■ Do this:
Reproduce everything from the line containing "like x=5 y=98." down to the line containing "x=212 y=176", substituting "granite" for "slate" and leaving all else unchanged.

──────────────────────────────

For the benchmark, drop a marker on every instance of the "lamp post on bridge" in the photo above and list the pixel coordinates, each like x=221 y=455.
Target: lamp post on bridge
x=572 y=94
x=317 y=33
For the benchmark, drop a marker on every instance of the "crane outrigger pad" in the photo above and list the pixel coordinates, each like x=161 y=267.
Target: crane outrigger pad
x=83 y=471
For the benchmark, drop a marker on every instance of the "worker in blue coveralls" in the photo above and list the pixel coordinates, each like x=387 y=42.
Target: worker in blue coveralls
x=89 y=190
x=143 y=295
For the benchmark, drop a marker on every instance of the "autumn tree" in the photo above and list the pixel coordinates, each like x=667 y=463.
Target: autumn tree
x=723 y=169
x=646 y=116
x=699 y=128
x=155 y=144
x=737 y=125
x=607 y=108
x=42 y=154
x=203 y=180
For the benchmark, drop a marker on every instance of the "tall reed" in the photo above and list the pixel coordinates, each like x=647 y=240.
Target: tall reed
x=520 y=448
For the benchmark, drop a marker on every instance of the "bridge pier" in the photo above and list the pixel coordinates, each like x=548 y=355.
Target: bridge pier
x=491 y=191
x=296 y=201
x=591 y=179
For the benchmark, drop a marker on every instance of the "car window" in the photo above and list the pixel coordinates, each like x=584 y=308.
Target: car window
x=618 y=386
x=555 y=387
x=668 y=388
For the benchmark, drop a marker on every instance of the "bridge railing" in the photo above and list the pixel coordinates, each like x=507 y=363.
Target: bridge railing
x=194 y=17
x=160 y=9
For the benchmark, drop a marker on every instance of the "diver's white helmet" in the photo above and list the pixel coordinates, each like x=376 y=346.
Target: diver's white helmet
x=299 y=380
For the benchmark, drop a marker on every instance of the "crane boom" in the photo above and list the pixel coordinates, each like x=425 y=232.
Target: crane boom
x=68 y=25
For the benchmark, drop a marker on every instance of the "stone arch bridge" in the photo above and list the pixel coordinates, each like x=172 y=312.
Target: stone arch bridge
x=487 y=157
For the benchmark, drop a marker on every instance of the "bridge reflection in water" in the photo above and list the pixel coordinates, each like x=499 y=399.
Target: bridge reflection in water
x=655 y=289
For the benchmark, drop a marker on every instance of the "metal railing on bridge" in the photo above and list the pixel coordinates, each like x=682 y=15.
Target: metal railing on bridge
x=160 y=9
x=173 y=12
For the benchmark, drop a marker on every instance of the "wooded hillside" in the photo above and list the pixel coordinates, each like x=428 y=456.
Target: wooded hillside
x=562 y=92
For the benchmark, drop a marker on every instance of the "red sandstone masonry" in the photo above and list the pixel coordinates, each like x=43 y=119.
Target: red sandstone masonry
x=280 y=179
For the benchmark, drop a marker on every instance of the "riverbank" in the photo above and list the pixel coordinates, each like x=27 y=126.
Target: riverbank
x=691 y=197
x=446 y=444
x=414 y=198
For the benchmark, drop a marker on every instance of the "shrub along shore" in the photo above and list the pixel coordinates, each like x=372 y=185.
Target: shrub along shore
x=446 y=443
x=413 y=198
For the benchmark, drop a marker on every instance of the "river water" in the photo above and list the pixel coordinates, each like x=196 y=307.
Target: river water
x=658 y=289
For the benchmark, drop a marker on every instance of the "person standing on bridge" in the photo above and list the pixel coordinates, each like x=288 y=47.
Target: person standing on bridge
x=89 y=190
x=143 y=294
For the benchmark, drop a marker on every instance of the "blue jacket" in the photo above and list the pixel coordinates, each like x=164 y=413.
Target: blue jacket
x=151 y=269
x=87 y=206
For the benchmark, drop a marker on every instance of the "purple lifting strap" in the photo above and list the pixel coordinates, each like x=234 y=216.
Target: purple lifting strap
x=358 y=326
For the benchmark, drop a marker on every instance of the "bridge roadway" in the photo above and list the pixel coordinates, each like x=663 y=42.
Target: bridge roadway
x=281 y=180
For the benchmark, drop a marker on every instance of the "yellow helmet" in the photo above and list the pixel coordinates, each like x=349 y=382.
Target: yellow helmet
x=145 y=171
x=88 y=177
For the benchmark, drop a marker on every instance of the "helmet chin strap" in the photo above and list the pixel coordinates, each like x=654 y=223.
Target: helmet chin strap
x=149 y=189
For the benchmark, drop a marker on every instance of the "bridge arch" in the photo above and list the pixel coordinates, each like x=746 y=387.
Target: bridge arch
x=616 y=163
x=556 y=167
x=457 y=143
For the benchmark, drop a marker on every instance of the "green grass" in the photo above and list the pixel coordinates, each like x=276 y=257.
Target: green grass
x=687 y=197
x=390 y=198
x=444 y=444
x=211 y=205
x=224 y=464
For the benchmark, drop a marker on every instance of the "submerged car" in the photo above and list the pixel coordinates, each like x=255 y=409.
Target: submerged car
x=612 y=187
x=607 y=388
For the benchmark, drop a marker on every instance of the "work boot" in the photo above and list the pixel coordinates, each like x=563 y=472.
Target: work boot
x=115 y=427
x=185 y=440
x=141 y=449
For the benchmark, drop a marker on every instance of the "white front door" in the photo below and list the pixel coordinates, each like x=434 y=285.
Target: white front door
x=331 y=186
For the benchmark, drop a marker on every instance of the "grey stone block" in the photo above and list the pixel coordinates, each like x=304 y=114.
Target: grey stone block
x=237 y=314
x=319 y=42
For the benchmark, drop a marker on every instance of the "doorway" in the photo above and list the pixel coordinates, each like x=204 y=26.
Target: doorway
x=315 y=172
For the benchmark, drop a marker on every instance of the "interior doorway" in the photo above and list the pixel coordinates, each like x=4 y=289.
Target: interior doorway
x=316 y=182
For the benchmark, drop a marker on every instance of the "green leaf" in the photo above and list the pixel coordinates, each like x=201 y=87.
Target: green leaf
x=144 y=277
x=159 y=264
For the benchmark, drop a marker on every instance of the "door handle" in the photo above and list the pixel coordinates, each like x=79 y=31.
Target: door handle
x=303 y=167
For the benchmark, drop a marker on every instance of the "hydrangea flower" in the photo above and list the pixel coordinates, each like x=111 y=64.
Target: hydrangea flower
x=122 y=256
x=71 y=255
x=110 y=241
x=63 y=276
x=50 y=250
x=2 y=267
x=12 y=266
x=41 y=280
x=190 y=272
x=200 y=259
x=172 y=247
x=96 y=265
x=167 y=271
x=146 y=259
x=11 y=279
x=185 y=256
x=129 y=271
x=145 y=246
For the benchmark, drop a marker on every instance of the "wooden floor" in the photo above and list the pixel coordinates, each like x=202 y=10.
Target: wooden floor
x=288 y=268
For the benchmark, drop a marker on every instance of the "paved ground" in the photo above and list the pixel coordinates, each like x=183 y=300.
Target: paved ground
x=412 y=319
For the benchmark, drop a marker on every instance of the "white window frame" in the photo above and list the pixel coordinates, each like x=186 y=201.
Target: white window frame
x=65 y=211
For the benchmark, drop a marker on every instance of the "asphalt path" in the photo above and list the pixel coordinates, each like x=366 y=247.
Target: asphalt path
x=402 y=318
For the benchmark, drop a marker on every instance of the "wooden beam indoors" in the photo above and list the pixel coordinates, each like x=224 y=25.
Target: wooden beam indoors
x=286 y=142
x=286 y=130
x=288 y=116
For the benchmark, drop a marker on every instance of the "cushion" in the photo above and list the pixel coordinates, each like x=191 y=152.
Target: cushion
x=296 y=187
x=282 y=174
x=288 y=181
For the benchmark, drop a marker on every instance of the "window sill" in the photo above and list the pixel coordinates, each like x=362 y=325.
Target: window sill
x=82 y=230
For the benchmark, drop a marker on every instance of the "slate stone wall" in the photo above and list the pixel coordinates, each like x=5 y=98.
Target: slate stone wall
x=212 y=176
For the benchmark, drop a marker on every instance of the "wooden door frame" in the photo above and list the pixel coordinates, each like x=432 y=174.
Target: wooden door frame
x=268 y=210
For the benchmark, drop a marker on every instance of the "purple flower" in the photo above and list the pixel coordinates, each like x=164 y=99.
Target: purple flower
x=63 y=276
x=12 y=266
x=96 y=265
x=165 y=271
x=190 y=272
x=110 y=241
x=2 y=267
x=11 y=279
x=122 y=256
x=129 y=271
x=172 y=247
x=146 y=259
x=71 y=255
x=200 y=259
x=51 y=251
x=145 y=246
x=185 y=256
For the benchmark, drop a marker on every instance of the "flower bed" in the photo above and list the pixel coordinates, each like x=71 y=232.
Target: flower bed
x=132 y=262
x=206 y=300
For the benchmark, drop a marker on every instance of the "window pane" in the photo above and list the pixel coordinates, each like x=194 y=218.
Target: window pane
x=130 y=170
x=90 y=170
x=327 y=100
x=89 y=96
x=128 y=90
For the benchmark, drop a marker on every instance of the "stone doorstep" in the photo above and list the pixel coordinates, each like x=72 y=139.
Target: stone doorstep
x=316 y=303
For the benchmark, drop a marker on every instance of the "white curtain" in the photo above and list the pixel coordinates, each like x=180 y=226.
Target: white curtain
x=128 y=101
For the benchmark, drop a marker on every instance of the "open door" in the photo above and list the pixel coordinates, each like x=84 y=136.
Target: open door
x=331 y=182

──────────────────────────────

■ Correct result:
For the benchmark, drop a marker on every instance of the "granite stone wall" in the photo above and list the pixel coordinates, each like x=5 y=98.
Target: granite stone wall
x=212 y=176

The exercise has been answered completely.